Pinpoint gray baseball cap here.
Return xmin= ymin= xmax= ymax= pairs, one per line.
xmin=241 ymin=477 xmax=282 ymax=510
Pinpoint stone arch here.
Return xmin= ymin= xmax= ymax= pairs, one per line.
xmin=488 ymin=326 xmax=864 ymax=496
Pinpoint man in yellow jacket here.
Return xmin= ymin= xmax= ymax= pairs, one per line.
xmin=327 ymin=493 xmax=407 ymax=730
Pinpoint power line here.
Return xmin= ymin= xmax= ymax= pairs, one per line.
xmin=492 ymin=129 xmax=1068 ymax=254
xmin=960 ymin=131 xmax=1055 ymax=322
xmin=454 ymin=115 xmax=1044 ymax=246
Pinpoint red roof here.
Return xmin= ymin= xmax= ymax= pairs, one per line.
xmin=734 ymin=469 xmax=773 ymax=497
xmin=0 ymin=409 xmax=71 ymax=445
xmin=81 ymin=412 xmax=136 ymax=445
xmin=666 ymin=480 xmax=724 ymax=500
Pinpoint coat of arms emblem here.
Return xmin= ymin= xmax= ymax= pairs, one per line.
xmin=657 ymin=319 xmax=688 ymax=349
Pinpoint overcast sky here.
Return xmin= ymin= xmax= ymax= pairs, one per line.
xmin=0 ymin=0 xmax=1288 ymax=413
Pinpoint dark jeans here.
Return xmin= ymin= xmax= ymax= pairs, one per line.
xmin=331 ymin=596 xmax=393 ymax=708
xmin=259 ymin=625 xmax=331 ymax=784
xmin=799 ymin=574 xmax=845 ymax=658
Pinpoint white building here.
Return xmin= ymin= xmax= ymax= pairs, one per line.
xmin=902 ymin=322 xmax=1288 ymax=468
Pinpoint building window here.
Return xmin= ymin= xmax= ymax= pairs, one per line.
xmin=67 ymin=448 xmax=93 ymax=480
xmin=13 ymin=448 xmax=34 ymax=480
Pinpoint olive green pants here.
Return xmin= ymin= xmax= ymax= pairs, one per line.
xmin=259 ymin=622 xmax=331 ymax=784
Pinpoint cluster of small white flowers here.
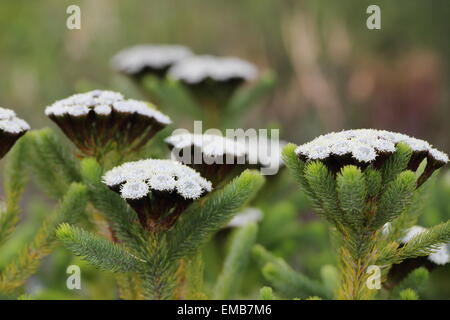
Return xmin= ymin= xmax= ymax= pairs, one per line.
xmin=112 ymin=45 xmax=192 ymax=74
xmin=248 ymin=139 xmax=287 ymax=168
xmin=296 ymin=129 xmax=448 ymax=163
xmin=103 ymin=159 xmax=212 ymax=199
xmin=0 ymin=108 xmax=30 ymax=134
xmin=227 ymin=208 xmax=263 ymax=228
xmin=401 ymin=226 xmax=450 ymax=265
xmin=45 ymin=90 xmax=171 ymax=124
xmin=169 ymin=55 xmax=257 ymax=84
xmin=165 ymin=133 xmax=247 ymax=157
______________________________
## TASK DETAILS
Rewrite the records as a numbered list, starting with the line that contains "Pinpoint power line here." and going on through the line that contains "xmin=657 ymin=319 xmax=688 ymax=349", with both of those lines included and no others. Leave out any blank lines.

## TASK RESPONSE
1. Pinpoint power line here.
2. Return xmin= ymin= xmax= ymax= pairs, one per line.
3. xmin=492 ymin=129 xmax=1068 ymax=254
4. xmin=960 ymin=131 xmax=1055 ymax=322
5. xmin=454 ymin=115 xmax=1044 ymax=246
6. Pinpoint red roof here.
7. Return xmin= ymin= xmax= ymax= pairs, one per line.
8. xmin=734 ymin=469 xmax=773 ymax=497
9. xmin=0 ymin=409 xmax=71 ymax=445
10. xmin=81 ymin=412 xmax=136 ymax=445
11. xmin=666 ymin=480 xmax=724 ymax=500
12. Pinpoint coat of arms emblem here.
13. Return xmin= ymin= xmax= ymax= pairs, one per line.
14. xmin=657 ymin=319 xmax=688 ymax=349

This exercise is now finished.